--- begin TEXT EXTRACT ---

It consists of three main phases:
Cosmetic check
The software strings are visualised in buttons and labels of a certain size, depending on the size of the device on which the software will run.
If we are translating from English to German, we can assume that the size of the translation can be 1.5 times larger than the source string.
One of the most common problems is that the string inside a label or a button is truncated and needs to be resized.
Then you also need to check that the overall appearance of the translated system reflects that of the original system (nothing has been moved or resized in a bad way).
Functional testing
You need to check that all the functionality works in the translated environment as it does in the original environment (perhaps the code used by the client developers has a bug and you have different behaviour for different languages).
For example, you need to check that the buttons behave correctly and that no unexpected errors occur.
Compiling
You need to change the string inside the source files (which can be .dll, .resx, .json, or .rc), then recompile the software (using the same application that created the source files) and overwrite the original files with the updated ones and restart the software to check that the errors are fixed.
To do this, it is essential to have checklists that cover all the necessary steps to perform a complete test.
Sometimes these checklists are not provided by the client, so we have to create one in the original language, send it to the client for review and validation, and then use it to perform all the tests in the translated languages.
At the end of the test, a single checklist of all the errors found is created and sent to the client as a report of the work done.

--- end TEXT EXTRACT ---
--- begin RAW DATA ---

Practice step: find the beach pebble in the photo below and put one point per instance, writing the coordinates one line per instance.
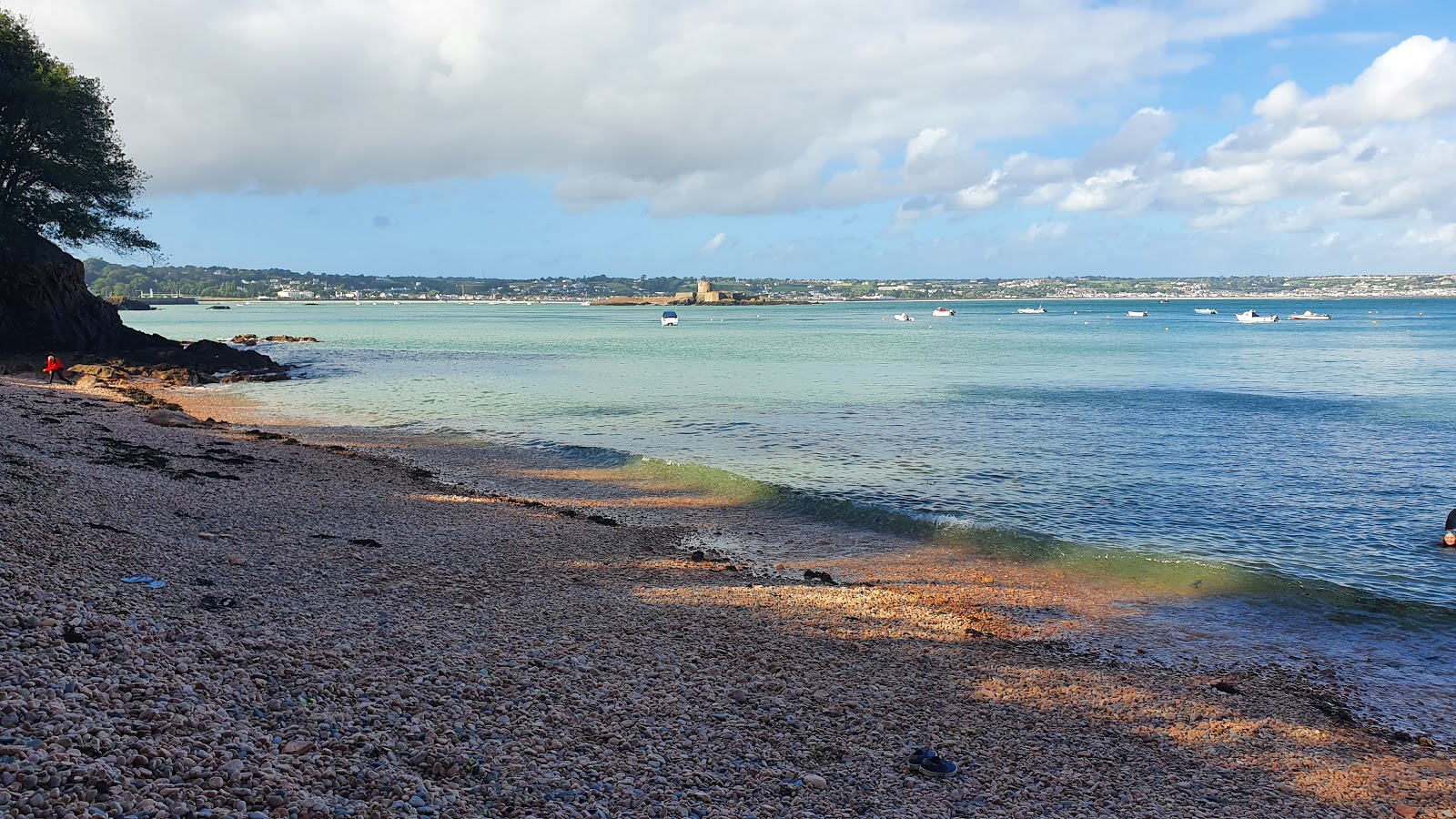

--- end RAW DATA ---

- **PROBLEM STATEMENT**
According to the text on software localization testing, why might a string in a button or label end up truncated after translation from English into German? Answer in one to three sentences.

- **THE REPLY**
Buttons and labels are shown at a fixed size that depends on the device the software runs on. A German translation can be up to 1.5 times longer than the English source string, so it may not fit and must be resized.